- [SET PROBLEM]
Copy every line of the material below that contains the string "ObjectDetector".

- [THE INPUT]
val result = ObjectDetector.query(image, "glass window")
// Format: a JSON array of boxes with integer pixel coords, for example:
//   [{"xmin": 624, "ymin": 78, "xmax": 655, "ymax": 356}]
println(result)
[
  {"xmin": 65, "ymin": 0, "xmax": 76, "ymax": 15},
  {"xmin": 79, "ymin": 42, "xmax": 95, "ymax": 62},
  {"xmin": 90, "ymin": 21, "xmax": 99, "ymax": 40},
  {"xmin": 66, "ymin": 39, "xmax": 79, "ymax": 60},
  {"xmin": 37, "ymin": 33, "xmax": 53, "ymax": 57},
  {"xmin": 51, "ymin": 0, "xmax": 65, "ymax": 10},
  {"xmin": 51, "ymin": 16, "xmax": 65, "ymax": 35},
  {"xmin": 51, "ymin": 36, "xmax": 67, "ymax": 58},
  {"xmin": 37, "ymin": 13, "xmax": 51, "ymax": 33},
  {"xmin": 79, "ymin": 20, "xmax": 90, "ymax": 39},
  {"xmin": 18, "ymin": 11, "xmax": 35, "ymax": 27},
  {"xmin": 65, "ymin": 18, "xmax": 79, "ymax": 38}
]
---
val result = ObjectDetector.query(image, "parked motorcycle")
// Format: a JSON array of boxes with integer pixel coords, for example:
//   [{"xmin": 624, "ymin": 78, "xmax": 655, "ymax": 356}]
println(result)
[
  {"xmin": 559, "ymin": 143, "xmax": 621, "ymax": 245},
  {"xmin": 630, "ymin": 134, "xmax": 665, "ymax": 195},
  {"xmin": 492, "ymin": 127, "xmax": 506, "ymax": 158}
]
* * *
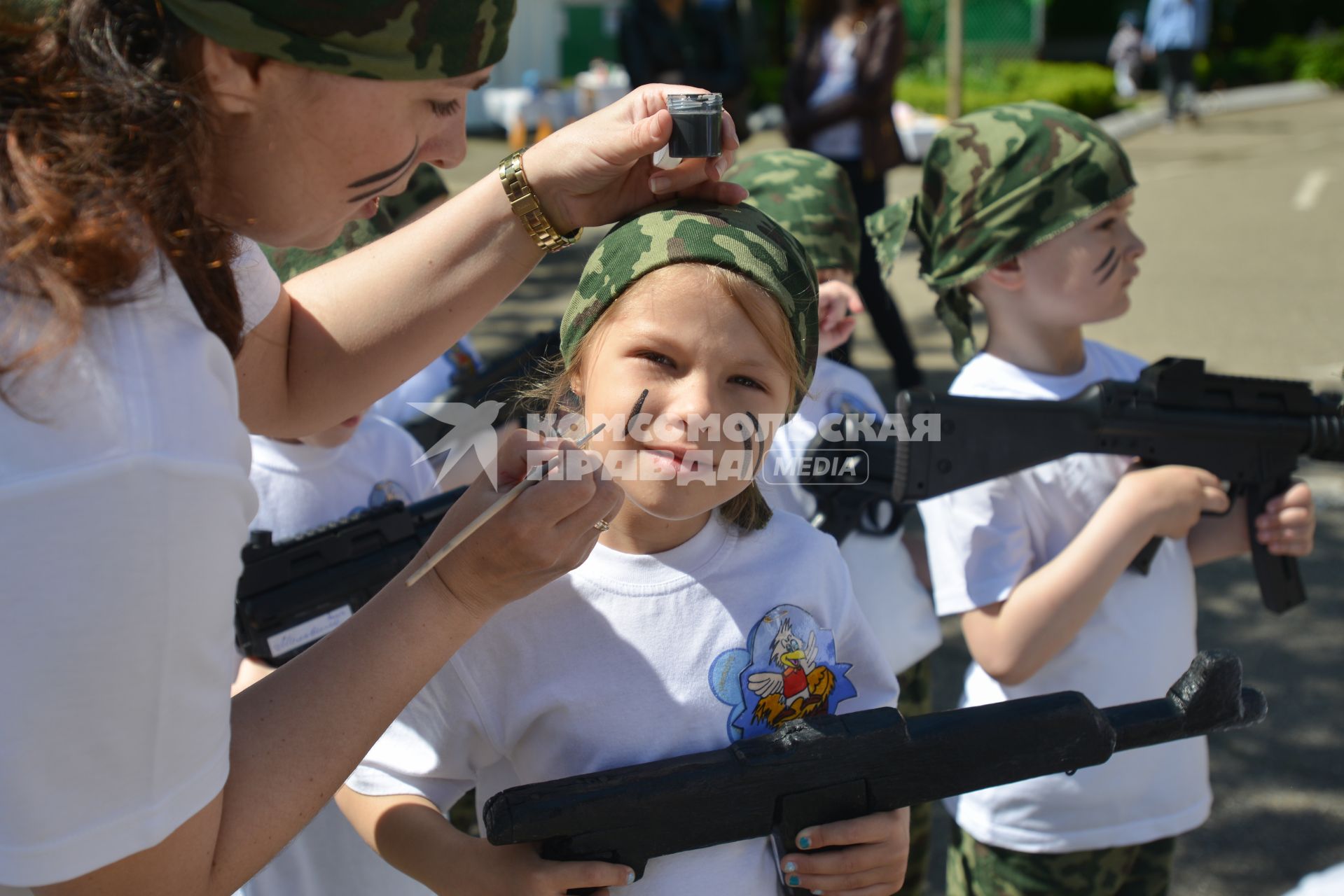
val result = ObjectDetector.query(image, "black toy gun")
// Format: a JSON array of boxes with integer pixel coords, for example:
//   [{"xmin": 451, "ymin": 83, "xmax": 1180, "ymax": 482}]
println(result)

- [RESPONSE TO THIS EXERCISE]
val result = ObjectDetector.query(image, "glass window")
val result = ObjectDetector.query(image, "parked motorcycle")
val result = ObjectDetector.query(image, "black toy gun")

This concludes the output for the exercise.